= Task requirements =
Output the line with "In this exercise you will mark the stone building" and every following line to the end of the material, exactly as they appear.

□ □ □ □ □

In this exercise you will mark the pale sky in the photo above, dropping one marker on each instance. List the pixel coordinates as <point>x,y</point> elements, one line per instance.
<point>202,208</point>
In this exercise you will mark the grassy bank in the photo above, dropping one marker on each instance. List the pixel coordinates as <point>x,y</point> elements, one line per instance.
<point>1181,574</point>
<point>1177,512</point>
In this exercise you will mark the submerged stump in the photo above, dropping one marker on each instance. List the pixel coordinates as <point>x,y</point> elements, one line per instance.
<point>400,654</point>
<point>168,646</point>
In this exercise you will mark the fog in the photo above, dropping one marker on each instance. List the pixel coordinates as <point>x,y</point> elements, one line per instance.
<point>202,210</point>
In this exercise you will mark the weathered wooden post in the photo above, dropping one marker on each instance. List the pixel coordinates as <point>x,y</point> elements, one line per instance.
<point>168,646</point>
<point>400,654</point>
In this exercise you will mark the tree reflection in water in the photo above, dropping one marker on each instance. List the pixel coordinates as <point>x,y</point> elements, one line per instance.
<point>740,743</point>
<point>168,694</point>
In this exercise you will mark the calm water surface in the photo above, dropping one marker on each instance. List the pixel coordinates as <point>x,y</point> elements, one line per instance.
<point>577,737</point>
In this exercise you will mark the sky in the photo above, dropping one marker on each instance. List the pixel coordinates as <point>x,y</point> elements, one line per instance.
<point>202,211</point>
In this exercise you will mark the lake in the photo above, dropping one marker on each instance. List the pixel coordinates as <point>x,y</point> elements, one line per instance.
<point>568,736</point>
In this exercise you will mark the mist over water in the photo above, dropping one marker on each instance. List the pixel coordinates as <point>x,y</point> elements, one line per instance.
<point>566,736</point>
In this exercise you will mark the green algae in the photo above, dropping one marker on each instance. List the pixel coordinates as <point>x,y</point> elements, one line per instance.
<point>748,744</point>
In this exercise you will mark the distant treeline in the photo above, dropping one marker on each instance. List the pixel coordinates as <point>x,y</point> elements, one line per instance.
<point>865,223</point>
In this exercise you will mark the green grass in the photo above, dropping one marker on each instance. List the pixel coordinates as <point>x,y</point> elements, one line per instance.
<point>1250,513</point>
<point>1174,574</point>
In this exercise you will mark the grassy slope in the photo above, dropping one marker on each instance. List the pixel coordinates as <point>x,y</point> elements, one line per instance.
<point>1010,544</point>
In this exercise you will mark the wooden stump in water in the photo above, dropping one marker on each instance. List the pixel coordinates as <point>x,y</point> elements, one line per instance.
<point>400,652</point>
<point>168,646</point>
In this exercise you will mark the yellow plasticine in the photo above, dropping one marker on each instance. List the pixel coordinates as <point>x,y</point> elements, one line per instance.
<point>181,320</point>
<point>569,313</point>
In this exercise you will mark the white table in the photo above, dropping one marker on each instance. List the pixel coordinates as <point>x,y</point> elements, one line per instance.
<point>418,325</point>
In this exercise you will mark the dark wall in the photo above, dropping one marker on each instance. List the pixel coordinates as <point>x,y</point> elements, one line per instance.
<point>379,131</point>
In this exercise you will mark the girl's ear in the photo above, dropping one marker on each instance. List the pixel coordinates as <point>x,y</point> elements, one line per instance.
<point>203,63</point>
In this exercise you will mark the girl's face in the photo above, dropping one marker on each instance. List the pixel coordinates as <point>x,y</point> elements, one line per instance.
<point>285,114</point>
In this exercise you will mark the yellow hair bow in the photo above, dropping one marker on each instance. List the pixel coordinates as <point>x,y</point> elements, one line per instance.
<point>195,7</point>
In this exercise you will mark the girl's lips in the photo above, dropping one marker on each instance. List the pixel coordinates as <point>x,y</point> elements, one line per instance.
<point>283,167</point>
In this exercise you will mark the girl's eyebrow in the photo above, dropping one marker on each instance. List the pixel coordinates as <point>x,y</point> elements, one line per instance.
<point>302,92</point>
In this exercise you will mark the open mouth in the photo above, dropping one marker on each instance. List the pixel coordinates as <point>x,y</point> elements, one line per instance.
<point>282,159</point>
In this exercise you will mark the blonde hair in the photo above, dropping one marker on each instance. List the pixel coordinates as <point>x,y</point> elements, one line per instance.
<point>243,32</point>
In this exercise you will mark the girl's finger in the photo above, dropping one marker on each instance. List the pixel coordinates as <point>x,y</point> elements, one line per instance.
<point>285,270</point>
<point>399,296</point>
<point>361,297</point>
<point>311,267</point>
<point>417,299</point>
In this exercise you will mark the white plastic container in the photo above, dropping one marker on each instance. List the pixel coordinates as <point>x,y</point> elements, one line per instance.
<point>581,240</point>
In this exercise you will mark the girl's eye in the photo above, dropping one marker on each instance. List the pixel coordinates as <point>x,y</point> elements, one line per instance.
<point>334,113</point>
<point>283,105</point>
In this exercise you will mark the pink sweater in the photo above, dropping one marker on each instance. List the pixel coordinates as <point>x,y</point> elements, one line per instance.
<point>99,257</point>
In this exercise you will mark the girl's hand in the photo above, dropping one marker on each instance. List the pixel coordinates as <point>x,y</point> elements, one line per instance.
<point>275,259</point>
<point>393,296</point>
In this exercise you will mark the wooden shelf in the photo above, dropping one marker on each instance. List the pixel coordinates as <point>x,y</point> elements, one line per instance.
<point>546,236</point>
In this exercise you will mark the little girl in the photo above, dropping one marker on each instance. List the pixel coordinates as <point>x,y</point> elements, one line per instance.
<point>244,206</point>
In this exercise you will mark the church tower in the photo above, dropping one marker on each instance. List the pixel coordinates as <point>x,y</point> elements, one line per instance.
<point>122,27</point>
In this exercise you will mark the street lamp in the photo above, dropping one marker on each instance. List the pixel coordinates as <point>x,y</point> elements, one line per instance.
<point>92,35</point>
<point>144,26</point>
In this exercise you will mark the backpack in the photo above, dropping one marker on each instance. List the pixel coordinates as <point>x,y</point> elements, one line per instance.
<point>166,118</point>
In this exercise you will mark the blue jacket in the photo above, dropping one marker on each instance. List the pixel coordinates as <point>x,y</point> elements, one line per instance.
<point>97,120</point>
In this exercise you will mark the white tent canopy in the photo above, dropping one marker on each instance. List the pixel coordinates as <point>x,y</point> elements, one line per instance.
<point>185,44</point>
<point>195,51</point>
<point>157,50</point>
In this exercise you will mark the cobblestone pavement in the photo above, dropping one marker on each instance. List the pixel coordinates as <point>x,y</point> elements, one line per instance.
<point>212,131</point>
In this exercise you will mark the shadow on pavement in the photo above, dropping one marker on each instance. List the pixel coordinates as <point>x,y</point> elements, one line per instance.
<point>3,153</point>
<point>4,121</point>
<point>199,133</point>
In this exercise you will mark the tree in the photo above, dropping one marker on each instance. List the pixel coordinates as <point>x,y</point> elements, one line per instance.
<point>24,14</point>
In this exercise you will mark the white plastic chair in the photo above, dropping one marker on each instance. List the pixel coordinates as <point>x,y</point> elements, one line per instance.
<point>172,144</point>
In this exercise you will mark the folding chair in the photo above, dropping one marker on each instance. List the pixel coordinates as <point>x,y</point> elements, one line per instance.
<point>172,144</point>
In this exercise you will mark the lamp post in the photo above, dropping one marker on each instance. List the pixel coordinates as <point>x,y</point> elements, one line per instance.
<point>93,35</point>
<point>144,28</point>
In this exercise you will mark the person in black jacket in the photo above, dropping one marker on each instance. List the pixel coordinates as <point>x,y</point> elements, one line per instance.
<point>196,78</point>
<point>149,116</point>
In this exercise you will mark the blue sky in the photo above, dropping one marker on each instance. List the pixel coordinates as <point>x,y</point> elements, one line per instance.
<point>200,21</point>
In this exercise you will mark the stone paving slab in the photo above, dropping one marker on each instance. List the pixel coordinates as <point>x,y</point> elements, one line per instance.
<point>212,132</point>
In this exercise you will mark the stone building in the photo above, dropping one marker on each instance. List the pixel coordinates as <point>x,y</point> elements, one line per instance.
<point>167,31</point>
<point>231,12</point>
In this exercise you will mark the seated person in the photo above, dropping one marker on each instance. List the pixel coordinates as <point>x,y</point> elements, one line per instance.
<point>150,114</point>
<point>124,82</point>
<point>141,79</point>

□ □ □ □ □

= Solution for this exercise =
In this exercise you will mark the stone building in the photo above, dropping one marker on each instance. List the pixel coordinates as <point>x,y</point> elements, one line per instance.
<point>167,31</point>
<point>231,12</point>
In this exercise you will mark the seated person in the photo above, dropping one marker on each instance. List the pixel coordinates as <point>x,y</point> elements, one line per instance.
<point>150,114</point>
<point>124,82</point>
<point>141,79</point>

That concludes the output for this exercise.